• [EXERCISE AIM]: Quote the lines in the rows below word for word, leaving out the pictures.

• [Collected data entries]:
○ ○ ○ ○ ○
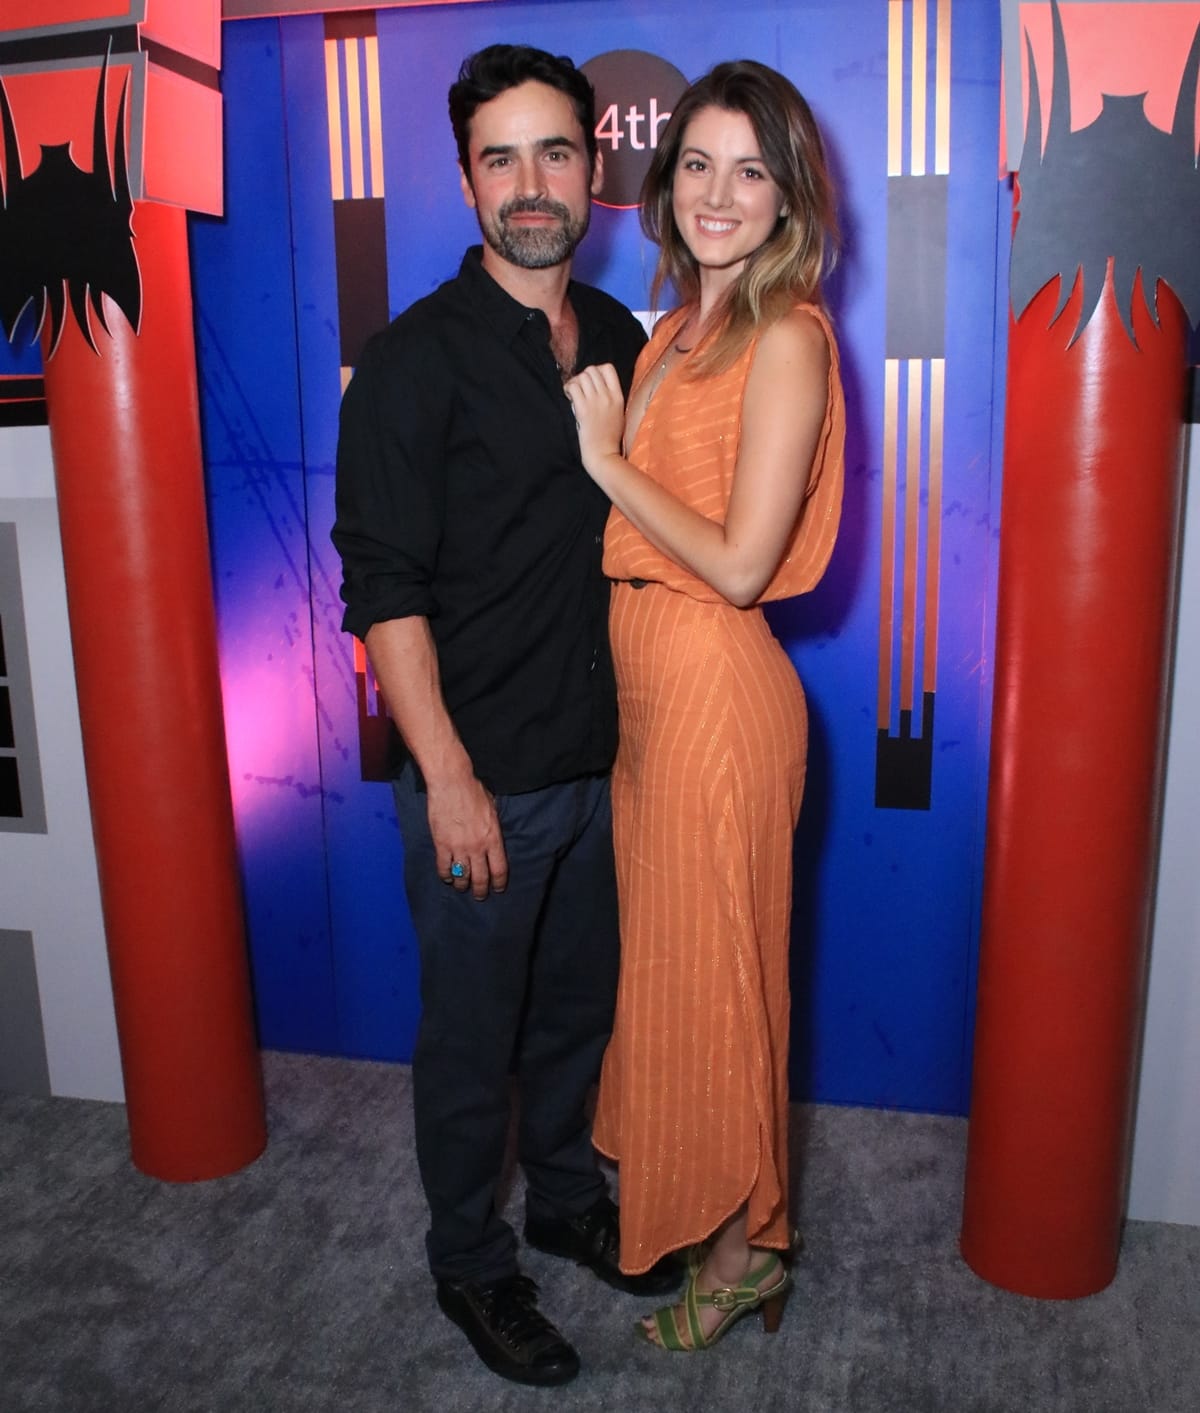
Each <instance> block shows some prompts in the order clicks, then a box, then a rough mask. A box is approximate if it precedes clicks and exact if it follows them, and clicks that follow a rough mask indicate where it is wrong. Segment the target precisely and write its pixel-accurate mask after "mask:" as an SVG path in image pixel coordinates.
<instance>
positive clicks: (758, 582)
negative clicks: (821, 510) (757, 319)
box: [565, 309, 830, 608]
○ ○ ○ ○ ○
• [OUTPUT FOR THIS EXERCISE]:
Each <instance> block shows some prompts in the order clicks, then a box, then a rough mask. A box is approximate if it precedes clicks and exact if it follows them, and clicks that follow a rough mask indicate where it is wrong. Segment the target precisely and write its pixel-accurate mask after "mask:" as an SVG path in image pixel coordinates.
<instance>
positive clicks: (758, 582)
negative clicks: (821, 510) (757, 319)
box: [565, 309, 830, 608]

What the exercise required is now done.